На фронтах Великой Отечественной войны Иван Лакеев был с первого до последнего дня. Его имя четырнадцать раз называлось среди отличившихся в боях командиров. С ним я познакомился еще в 1939 году, в боях на Халхин-Голе. Там он стал не только учителем для нас, молодых, необстрелянных летчиков, но и организатором управления истребительной авиацией с земли. Тогда на истребителях еще не было радио. Лакеев смастерил огромную полотняную стрелу, которая выкладывалась у наземного командного пункта, и с ее помощью летчикам сообщалось, в каком направлении и на какой высоте находятся японские самолеты. Эта стрела заменяла нам радио. Знал я Лакеева и по советско-финляндской войне. А на авиационном празднике 18 августа 1940 года в Тушине наблюдал виртуозно-цирковой пилотаж знаменитой «красной» пятерки, которую он возглавлял.

Как и положено младшему по званию, Лакеев представился генералу Савицкому, доложил, чем занимается дивизия. Вместо обычного рукопожатия Евгений Яковлевич дружески обнял Ивана Алексеевича. Генералу такая фамильярность была не свойственна, и его поведение можно объяснить тем, что Савицкий в этом году в День авиации должен был продемонстрировать каскад фигур над Тушинским аэродромом, причем такой же, какой восемь лет назад показала пятерка Лакеева, только уже на реактивных самолетах. Видимо, преклоняясь перед творцом пилотажного искусства, Савицкий так душевно, вопреки субординации, поздоровался с Лакеевым.

ПРЕДОСТАВЛЕННЫЕ МАТЕРИАЛЫ
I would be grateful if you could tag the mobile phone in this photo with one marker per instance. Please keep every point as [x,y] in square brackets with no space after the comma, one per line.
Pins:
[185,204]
---
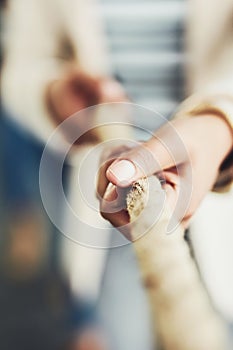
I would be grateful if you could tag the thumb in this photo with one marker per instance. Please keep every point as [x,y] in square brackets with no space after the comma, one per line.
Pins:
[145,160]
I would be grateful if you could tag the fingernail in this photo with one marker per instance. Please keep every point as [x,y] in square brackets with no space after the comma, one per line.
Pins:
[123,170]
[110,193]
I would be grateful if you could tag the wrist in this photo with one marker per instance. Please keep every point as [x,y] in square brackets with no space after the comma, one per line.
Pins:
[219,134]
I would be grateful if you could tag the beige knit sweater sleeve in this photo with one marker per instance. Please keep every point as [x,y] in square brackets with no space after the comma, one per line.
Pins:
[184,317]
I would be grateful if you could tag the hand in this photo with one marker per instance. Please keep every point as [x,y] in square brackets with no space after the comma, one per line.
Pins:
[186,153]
--
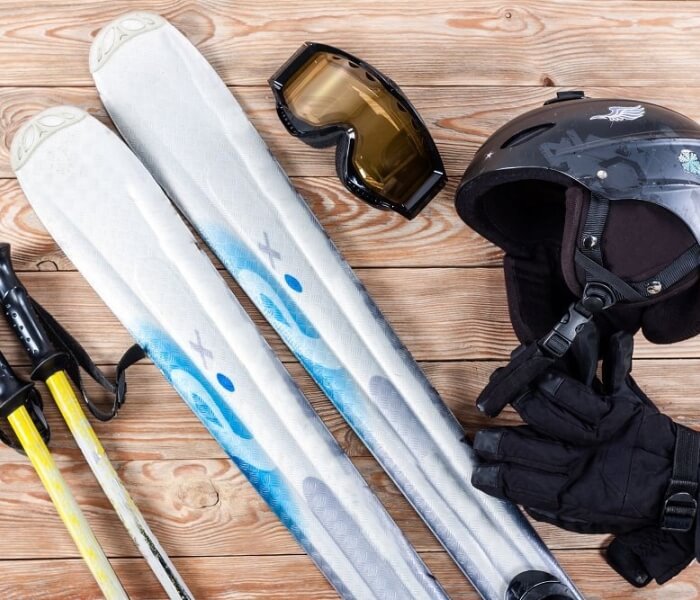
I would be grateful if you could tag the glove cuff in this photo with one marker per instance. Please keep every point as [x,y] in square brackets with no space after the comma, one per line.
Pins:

ПЕРЕЧЕНЬ ЗАДАНИЙ
1) Перечислите все войны и вооруженные конфликты, которые упоминаются во фрагменте текста.
2) Что, согласно фрагменту текста, заменяло летчикам радио во время боев на Халхин-Голе?
Строки получены из другого источника.

РЕШЕНИЯ ЗАДАНИЙ
1) Великая Отечественная война, бои на Халхин-Голе, советско-финляндская война.

2) Огромная полотняная стрела, которую смастерил Лакеев и выкладывали у наземного командного пункта.